## Work instructions
Reproduce the article's text word for word between "[] SHINY THINGS" and "into the jungle.", inclusive.

Insert Clever Witticisms Here

Day 1,204, 20:29 Published in USA USA by Heather Fuchs

First order of business: Congratulations to MI Lieutenant n4n0 who was not only the only person to guess at the made-up question in last issue’s interview, he also got it right! I guess even a broken clock is right twice a day.


Some culture for you, dear readers

The made up question was :
Where do you live in RL?
I’m originally from Boston, but I moved to Idaho a few months ago and am currently working on potato research there in an advanced biotech lab.

Greenday's from NJ (corrected for life-fail, since it was sooo important to him), but right now he's in sandy, beautiful Afghanistan.


n4n0 has received a shiny Q5 weapon for his troubles. Watch carefully in the next interview for yet another contest!


This week it’s time to Choose Your Own Article! Below you will find headlines and partial story bodies designed to educate, inform, and perhaps influence the reading public. Or maybe they’re just stupid. Anyway, choose one from each section, and you’ll have yourself an informative, insightful look into the inner workings of the Mobile Infantry (and by that I mean the diseased mind of its press officer).




[] PRESIDENTIAL LOVE CHILD FOUND
Mother claims twins “Jacket” and “Socks” are little POTUSes

[] SHINY THINGS LESS DISTRACTING WHILE UNDER THE INFLUENCE OF CRYSTAL METH
Researchers still trying to find actual data due to constant distraction of lab explosions

[] REVOLT IN LIBYA THREATENS EREPUBLIK GRAIN ECONOMY
No one uses oil anyway. Moving tickets, feh.



[] Dateline: Nairobi, Kenya, 1600 Zulu. After weeks of house-to-house fighting, the crack Second Division of the Mobile Infantry has found the sacred banana believed to have given recently retired Chairman of the Joint Chiefs of Staff jankems both the power of speech and his famed shiny white hair. An embedded shaman/mystic believes the banana to be partly responsible for the recent spate of loquacious monkeys that seem to be running things in certain parts of the world. When asked for comment, the shaman replied, “Oook, eek! Oook ugga uga urp!” and then proceeded to scamper off into the jungle.

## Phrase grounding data

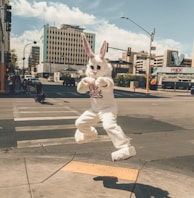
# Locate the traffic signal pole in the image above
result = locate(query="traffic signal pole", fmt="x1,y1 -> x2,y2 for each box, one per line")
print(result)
0,6 -> 5,93
0,38 -> 5,93
0,3 -> 11,93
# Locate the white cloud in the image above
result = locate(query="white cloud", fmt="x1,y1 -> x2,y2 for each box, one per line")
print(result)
11,0 -> 185,68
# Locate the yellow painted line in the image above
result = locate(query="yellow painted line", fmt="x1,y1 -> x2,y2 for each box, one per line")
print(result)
62,161 -> 138,181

## Answer to this exercise
[] SHINY THINGS LESS DISTRACTING WHILE UNDER THE INFLUENCE OF CRYSTAL METH
Researchers still trying to find actual data due to constant distraction of lab explosions

[] REVOLT IN LIBYA THREATENS EREPUBLIK GRAIN ECONOMY
No one uses oil anyway. Moving tickets, feh.



[] Dateline: Nairobi, Kenya, 1600 Zulu. After weeks of house-to-house fighting, the crack Second Division of the Mobile Infantry has found the sacred banana believed to have given recently retired Chairman of the Joint Chiefs of Staff jankems both the power of speech and his famed shiny white hair. An embedded shaman/mystic believes the banana to be partly responsible for the recent spate of loquacious monkeys that seem to be running things in certain parts of the world. When asked for comment, the shaman replied, “Oook, eek! Oook ugga uga urp!” and then proceeded to scamper off into the jungle.